From the entries below, pull out every line that contains the string "house". Case counts, so uppercase and lowercase letters must match.
[Start Material for the task]
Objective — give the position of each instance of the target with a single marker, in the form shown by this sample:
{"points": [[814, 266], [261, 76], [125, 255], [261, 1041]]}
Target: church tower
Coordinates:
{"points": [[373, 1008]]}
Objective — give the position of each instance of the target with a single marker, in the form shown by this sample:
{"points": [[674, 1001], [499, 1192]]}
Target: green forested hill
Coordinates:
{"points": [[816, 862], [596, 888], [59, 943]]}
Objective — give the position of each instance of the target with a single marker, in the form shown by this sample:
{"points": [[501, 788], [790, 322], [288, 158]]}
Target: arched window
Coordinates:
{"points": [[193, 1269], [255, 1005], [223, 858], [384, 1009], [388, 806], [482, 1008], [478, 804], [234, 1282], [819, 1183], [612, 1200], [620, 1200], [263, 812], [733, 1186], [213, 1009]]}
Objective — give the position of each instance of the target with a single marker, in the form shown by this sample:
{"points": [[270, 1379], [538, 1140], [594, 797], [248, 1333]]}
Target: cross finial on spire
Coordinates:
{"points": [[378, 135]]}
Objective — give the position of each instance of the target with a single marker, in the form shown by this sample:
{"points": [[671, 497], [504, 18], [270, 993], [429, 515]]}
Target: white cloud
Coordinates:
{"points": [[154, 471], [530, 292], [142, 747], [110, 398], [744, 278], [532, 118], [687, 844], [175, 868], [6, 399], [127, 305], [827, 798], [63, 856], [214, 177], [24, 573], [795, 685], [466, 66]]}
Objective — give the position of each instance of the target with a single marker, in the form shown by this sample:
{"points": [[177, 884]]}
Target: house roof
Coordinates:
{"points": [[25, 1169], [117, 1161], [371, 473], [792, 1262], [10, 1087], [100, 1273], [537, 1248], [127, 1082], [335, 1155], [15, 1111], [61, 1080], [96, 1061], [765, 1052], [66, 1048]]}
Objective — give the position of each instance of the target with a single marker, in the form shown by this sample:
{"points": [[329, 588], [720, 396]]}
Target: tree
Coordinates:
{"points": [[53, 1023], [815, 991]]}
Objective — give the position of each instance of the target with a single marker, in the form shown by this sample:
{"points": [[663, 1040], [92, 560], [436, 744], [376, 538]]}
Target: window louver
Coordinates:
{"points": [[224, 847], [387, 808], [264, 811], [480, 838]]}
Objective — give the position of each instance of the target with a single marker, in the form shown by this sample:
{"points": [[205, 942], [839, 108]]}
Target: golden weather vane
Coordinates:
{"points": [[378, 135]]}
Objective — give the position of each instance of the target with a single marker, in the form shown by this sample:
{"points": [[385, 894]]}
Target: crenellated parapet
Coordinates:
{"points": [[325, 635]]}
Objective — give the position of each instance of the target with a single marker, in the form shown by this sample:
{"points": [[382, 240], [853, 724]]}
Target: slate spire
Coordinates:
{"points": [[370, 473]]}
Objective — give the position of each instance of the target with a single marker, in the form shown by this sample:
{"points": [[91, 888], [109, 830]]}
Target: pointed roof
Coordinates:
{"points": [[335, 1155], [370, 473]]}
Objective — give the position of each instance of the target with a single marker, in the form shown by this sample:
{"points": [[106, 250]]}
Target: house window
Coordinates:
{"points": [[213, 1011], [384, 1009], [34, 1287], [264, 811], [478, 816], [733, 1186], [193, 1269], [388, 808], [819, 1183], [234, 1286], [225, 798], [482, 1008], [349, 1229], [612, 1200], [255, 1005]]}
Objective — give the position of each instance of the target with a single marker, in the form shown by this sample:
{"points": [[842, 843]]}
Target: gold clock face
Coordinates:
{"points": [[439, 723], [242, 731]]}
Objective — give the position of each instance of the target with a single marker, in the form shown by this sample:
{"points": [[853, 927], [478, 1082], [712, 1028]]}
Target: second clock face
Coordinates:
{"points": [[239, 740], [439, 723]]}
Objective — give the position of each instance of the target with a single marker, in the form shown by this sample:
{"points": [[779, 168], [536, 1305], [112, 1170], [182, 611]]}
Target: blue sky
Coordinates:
[End Material for the task]
▸ Exercise answer:
Target: house roof
Target: house window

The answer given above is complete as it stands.